**EXTRACT PROVIDED:**
++++++++

The white-uniformed sailor dropped me at the random spot I’d picked from his laminated map. A decrepit picnic bench sagged in the shade of a steep cliff carpeted in greenery, where faceless monkeys screeched. No facilities, no stand selling lunch, no people. Just plastic flotsam and slithery tracks lacing the sand. The hotel boat fishtailed away.
Did they write down where they left me? Lawsuit waiting to happen. Already thirsty. Wait, six-inch wide tracks. From what scaly beasts?
No way I’d approach the trees where those squiggly trails led. I was frying in the tropical sun. Unnerved to cool off in the translucent green water. What if I suddenly ‘had trouble’ swimming, or a shark came? Maybe I could flag down a passing boat to take me back. But these were pirate-infested waters.
Silly overreaching hotel guest, I was going to die on this wild island.

++++++++

**Stored dataset items:**
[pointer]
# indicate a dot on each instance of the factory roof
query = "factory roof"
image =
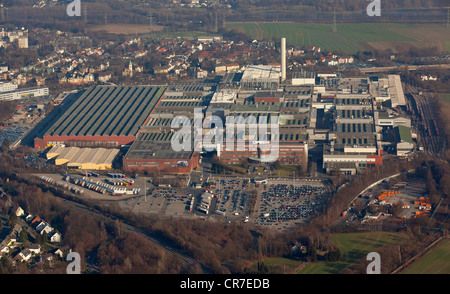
(157, 146)
(404, 134)
(107, 111)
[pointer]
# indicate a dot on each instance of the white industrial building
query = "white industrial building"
(261, 77)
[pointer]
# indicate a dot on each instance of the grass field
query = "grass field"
(354, 247)
(437, 261)
(350, 38)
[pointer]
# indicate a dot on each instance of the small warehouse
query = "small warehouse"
(83, 158)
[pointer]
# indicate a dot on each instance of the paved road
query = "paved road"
(180, 256)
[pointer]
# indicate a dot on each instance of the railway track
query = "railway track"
(425, 109)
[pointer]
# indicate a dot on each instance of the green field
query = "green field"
(349, 38)
(437, 261)
(354, 248)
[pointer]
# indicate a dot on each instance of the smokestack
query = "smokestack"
(283, 59)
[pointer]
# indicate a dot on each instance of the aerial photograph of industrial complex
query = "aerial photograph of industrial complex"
(225, 143)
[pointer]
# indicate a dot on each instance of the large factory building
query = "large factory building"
(102, 116)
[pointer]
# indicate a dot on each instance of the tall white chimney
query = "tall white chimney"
(283, 59)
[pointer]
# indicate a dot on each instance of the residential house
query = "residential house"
(55, 237)
(35, 248)
(23, 256)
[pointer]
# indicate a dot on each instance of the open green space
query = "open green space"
(437, 261)
(348, 38)
(354, 247)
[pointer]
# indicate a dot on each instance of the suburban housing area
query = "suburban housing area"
(231, 142)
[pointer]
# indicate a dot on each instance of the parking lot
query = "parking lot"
(285, 203)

++++++++

**YOUR TASKS:**
(1) Gather each line of the records that includes the string "residential".
(2) Take the account of the hotel guest stranded on the island further, picking up right after its final sentence.

**OUTPUTS FOR THE TASKS:**
(1)
# indicate a dot on each instance of the residential house
query = "residential house"

(2)
I picked up a 5-liter water jug and started filling it with cones and olive shells glinting among seaweed and garbage. Good stuff. My best vacations were spent shell-collecting in the Gulf of Mexico…Sanibel Island in Florida.
Heavenly new finds here. A true Shangri-La paradise. Zebra-striped scallops. Glossy limpets. Spiky orange coral.
That day as I ringed the tiny island — is that a chickpea cowrie? – I turned the corner on my own nature’s bitter edge.
On this birthday week of Buddha can you name a mindfulness experience you’ve had?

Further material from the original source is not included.